__BRANO CITATO__:
== == ==

Si dice che veniamo dallo spazio

Oggi esce la quinta novità dell'autunno: le immagini sono di Beatrice Alemagna, le parole della svedese Sara Strindsberg. Il libro è Al parco.

[di Giovanna Zoboli]

Beatrice Alemagna ci ha abituato ad albi di cui è al tempo stesso autrice e illustratrice (eccetto per classici di grandi nomi che accetta di illustrare, come Rodari, la Lindgren o Saint-Éxupery). Per questo nuovo libro con le figure, tuttavia, ha fatto un'eccezione, proponendo ai lettori il testo di una scrittrice svedese, Sara Stridsberg, poco conosciuta dai lettori italiani (sono stati pubblicati solo due titoli, finora, in italiano, uno da Mondadori e uno da orecchio acerbo), ma di grande levatura,.

Non è l’unica novità proposta da questo libro. Siamo, infatti, abituati a vederci cambiare le carte in tavola da questa artista che, pur riconoscibilissima e coerente nel proprio linguaggio figurativo, non ama ripetersi. A ogni nuova uscita sorprende il lettore, imboccando strade impreviste e secondarie che, tuttavia, sempre, spalancano, all’improvviso, paesaggi e aperture mozzafiato (per esempio, dopo il segno umoristico di Manco per sogno, se ne è uscita con una cupissima e sanguinaria Biancaneve).

Al parco è un libro severo, attraversato da venti di selvatichezza, mistero e libertà.

Ha un testo meraviglioso, che descrive con secchezza e precisione il territorio accidentato e pericoloso dell’infanzia, mostrando le sue luci abbaglianti, ma non nascondendone le ombre. Un testo che evoca il mistero potente che ogni luogo di libertà - come un parco: casa dell’imprevisto, dell’alterità, della difformità -, è in grado di offrire ai bambini e alle bambine come nutrimento necessario, assoluto. Un nutrimento che gli adulti ignorano o, se conoscono, evitano di somministrare per avversione ideologica, idiosincrasia personale o, il più delle volte, semplice paura.

== == ==

__RIGHE DI DATI__:
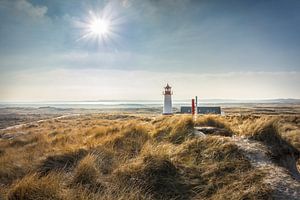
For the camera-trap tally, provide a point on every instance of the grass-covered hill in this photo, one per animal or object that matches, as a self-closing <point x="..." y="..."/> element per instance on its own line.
<point x="152" y="157"/>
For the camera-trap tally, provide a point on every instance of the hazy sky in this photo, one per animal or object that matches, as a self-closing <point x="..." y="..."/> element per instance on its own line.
<point x="242" y="49"/>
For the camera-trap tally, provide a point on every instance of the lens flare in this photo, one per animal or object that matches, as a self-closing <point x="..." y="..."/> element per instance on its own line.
<point x="100" y="27"/>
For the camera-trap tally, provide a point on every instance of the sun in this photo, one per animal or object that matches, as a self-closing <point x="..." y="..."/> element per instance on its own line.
<point x="100" y="27"/>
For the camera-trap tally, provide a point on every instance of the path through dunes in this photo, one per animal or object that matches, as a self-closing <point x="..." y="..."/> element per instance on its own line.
<point x="149" y="157"/>
<point x="284" y="183"/>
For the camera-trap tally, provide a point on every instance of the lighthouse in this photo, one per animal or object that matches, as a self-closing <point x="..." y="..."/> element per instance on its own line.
<point x="167" y="100"/>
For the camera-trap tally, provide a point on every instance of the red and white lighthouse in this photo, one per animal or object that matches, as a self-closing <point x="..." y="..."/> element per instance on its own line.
<point x="167" y="100"/>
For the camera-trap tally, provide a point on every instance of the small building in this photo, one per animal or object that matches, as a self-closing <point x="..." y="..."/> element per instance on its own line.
<point x="201" y="110"/>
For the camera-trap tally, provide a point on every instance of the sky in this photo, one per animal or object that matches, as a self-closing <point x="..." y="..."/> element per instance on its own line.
<point x="216" y="49"/>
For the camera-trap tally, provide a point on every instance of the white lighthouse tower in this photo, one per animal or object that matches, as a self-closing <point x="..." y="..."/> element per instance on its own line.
<point x="167" y="100"/>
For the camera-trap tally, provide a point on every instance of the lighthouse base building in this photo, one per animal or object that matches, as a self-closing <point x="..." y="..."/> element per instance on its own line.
<point x="167" y="110"/>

== == ==

__COSA FARAI__:
1. Di quale nazionalità è la scrittrice che firma il testo di Al parco, secondo l'articolo sul libro?
2. Ricopia dall'articolo su Al parco il passo compreso tra "Beatrice Alemagna ci" e "di grande levatura,.", estremi inclusi.
3. Elenca i grandi nomi dei classici che, secondo l'articolo su Al parco, Beatrice Alemagna ha accettato di illustrare.

__I RISULTATI__:
1. È svedese.

2.
Beatrice Alemagna ci ha abituato ad albi di cui è al tempo stesso autrice e illustratrice (eccetto per classici di grandi nomi che accetta di illustrare, come Rodari, la Lindgren o Saint-Éxupery). Per questo nuovo libro con le figure, tuttavia, ha fatto un'eccezione, proponendo ai lettori il testo di una scrittrice svedese, Sara Stridsberg, poco conosciuta dai lettori italiani (sono stati pubblicati solo due titoli, finora, in italiano, uno da Mondadori e uno da orecchio acerbo), ma di grande levatura,.

3. Rodari, Lindgren, Saint-Éxupery